#### The data ####
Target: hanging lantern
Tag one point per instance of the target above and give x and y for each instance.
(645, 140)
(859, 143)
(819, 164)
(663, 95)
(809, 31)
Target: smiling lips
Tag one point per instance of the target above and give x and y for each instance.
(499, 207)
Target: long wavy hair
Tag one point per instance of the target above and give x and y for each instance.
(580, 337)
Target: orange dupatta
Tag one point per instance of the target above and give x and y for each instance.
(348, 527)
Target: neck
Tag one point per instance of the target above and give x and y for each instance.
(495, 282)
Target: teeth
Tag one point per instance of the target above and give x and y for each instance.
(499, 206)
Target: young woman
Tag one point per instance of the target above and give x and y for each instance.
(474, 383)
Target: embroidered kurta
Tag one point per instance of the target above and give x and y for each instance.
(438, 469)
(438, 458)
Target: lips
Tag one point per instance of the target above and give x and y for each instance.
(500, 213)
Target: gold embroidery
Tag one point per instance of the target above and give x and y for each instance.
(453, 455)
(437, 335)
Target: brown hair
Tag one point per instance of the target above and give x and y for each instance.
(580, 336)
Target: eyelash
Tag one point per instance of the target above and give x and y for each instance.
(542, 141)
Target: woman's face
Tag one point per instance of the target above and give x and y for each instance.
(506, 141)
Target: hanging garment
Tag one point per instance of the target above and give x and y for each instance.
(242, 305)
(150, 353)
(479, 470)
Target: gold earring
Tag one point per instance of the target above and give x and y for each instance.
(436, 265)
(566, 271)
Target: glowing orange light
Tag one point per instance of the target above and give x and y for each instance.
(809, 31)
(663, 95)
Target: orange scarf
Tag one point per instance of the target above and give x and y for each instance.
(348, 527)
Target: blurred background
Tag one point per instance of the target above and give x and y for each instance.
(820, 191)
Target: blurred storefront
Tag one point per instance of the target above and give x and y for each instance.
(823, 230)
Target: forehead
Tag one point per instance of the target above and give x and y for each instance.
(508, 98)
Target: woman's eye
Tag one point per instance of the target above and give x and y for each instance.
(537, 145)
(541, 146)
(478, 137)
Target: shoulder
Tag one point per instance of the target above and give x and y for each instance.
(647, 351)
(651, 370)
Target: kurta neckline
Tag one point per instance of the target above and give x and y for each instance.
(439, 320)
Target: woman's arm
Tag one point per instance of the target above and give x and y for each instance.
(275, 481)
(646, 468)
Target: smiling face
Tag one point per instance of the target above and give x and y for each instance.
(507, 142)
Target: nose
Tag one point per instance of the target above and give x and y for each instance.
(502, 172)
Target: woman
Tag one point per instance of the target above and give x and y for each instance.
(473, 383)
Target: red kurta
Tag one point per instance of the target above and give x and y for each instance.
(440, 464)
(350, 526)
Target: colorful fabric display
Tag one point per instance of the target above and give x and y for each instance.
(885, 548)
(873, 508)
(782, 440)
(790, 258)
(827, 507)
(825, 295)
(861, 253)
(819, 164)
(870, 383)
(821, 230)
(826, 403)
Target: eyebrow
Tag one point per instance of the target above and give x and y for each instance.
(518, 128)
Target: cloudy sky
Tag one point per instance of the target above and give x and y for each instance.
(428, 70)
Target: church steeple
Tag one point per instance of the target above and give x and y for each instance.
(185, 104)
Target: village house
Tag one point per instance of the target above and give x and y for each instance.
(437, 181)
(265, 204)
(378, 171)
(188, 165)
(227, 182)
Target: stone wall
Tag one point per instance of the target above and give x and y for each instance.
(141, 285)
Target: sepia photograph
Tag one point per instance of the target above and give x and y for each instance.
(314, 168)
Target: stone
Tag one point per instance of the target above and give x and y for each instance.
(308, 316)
####
- [The task]:
Copy all of the data. Keep every word exactly as it is.

- [Output for this task]:
Target: hanging lantern
Tag one point per instance of the target above and give x and y for each instance.
(645, 140)
(859, 143)
(819, 164)
(663, 95)
(809, 31)
Target: smiling lips
Tag one point per instance of the target above and give x and y for each instance.
(499, 207)
Target: long wavy hair
Tag one point per instance of the target above and give x and y for each instance.
(580, 337)
Target: orange dupatta
Tag one point per instance of the target above and give x and y for each instance.
(348, 527)
Target: neck
Tag one point per instance of the target above and give x and y for each instance.
(495, 282)
Target: teeth
Tag one point per instance of the target above and give x and y for each instance.
(499, 206)
Target: young woman
Tag one point per instance of the target above and give x and y for each instance.
(474, 383)
Target: embroidered kurta
Tag one point per instance of the target above and give x and y for each instance.
(438, 469)
(438, 458)
Target: lips
Tag one point per instance of the target above and give x and y for each instance.
(500, 213)
Target: gold embroidery
Tag one point per instance of the target above and give x and y for each instance.
(453, 455)
(437, 335)
Target: brown hair
Tag one point per instance of the target above and give x and y for each instance.
(580, 336)
Target: eyelash
Tag one point per instance of the target above and give x and y for each instance.
(542, 141)
Target: woman's face
Tag one point per instance of the target above and give x and y for each instance.
(506, 141)
Target: hanging garment
Tag one point per instance of the target above and give x and y for each instance.
(242, 305)
(150, 353)
(479, 470)
Target: gold earring
Tag one point per instance of the target above and give x and y for each instance.
(436, 265)
(566, 271)
Target: glowing orange light
Tag one point per instance of the target above and give x and y for each instance.
(809, 31)
(663, 95)
Target: orange scarf
Tag one point per instance of the target above and give x and y for each instance.
(348, 527)
Target: blurred background
Tag one point per instance of the target above and give x and y for each instance.
(820, 191)
Target: blurred storefront
Tag one point per instance of the target above and give x and y for each instance.
(823, 230)
Target: forehead
Tag one point per instance of the target above and give x and y for each instance.
(508, 98)
Target: woman's eye
Tag one point per instance of the target above and give x and y for each instance.
(537, 145)
(541, 146)
(478, 137)
Target: shoulder
Tag one point per instance of the target above and give x and y for each instance.
(647, 351)
(651, 370)
Target: kurta neckline
Tag one point per instance of the target above and give x and y for each instance.
(439, 320)
Target: woman's arm
Tag one point per instance of the target above and give x and y for each instance.
(275, 481)
(646, 468)
Target: smiling face
Tag one point per instance of the target above and give x and y for each instance.
(507, 142)
Target: nose
Tag one point per instance of the target above and give x and y for each instance.
(502, 172)
Target: woman
Tag one point per instance of the target above and give x and y for each instance.
(473, 383)
Target: red kurta
Tag one point per instance of the target above and give x and y for each instance.
(440, 464)
(350, 526)
Target: colorful fabric display
Tag one point per instance of the target above and give x and y for each instance.
(885, 548)
(873, 508)
(782, 440)
(790, 258)
(827, 507)
(825, 295)
(861, 253)
(819, 164)
(870, 383)
(821, 230)
(826, 403)
Target: eyebrow
Tag one point per instance of the target above and give x and y for each instance.
(518, 128)
Target: cloudy sky
Tag one point per instance of the target above and give x and y for each instance.
(428, 70)
Target: church steeple
Tag one point per instance of the target above and give x and y for each instance.
(185, 104)
Target: village house
Tag one point per instance of the target above and give x and y for each instance.
(437, 181)
(265, 204)
(378, 171)
(188, 165)
(227, 182)
Target: stone wall
Tag one point per instance of the target above and give x and y for each instance.
(141, 285)
Target: sepia photograph
Tag one point per instance of the target above and give x and y for each instance.
(314, 168)
Target: stone
Tag one point per instance of the target above and give x and y for each instance.
(308, 316)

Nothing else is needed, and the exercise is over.